▶ **AVAILABLE DATA**:
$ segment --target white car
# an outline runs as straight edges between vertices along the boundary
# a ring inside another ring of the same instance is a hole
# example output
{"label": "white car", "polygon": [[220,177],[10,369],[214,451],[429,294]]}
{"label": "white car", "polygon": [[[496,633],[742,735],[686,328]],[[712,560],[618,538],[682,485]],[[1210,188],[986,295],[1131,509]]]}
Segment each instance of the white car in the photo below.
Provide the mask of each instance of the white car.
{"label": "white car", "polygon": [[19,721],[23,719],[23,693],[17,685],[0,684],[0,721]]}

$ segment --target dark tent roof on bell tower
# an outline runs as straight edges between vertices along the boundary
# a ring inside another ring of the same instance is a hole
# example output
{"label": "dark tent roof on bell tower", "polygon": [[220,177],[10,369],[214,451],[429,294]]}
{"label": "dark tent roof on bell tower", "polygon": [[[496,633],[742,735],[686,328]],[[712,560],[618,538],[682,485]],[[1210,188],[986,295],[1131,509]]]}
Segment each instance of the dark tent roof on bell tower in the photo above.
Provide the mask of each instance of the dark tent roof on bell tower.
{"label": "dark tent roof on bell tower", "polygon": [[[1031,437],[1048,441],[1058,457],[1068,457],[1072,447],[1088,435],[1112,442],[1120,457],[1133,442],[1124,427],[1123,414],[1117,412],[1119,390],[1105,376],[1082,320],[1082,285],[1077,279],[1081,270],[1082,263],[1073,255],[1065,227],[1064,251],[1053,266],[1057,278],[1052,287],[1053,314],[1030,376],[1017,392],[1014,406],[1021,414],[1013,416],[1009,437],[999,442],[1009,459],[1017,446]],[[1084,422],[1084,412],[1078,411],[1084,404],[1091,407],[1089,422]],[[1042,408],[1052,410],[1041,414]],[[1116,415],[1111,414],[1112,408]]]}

▶ **TASK INSTRUCTIONS**: Present every line of the records above as a numbered list, leaving out the blank lines.

▶ **THE RESPONSE**:
1. $ segment --target white car
2. # an outline runs as straight edges between vertices along the boundary
3. # a ring inside another ring of the same instance is a hole
4. # example output
5. {"label": "white car", "polygon": [[220,177],[10,369],[214,451],[429,294]]}
6. {"label": "white car", "polygon": [[[496,633],[742,735],[686,328]],[[712,560],[618,538],[682,485]],[[1210,188],[986,295],[1131,509]]]}
7. Segment each instance of the white car in the photo below.
8. Provide the mask of each instance of the white car.
9. {"label": "white car", "polygon": [[19,721],[23,719],[23,693],[17,685],[0,684],[0,721]]}
10. $ segment --target dark tent roof on bell tower
11. # an outline runs as straight edges between vertices along the boundary
12. # a ring inside another ring of the same instance is a hole
13. # example output
14. {"label": "dark tent roof on bell tower", "polygon": [[220,177],[10,369],[214,451],[429,294]]}
15. {"label": "dark tent roof on bell tower", "polygon": [[[496,633],[742,735],[686,328]],[[712,560],[618,538],[682,485]],[[1210,188],[986,295],[1131,509]]]}
16. Segment each instance of the dark tent roof on bell tower in the photo above.
17. Provide the mask of each instance of the dark tent roof on bell tower.
18. {"label": "dark tent roof on bell tower", "polygon": [[[1031,437],[1048,441],[1058,457],[1068,457],[1072,447],[1088,435],[1112,442],[1120,457],[1133,442],[1124,427],[1123,414],[1117,412],[1119,390],[1105,376],[1082,320],[1082,285],[1077,279],[1081,270],[1082,263],[1073,255],[1065,227],[1064,251],[1053,266],[1057,278],[1052,287],[1053,314],[1030,376],[1017,392],[1014,406],[1021,414],[1013,416],[1009,437],[999,442],[1009,459],[1017,446]],[[1084,422],[1084,412],[1078,411],[1084,404],[1091,407],[1089,422]],[[1042,408],[1052,410],[1041,414]],[[1116,415],[1111,414],[1112,408]]]}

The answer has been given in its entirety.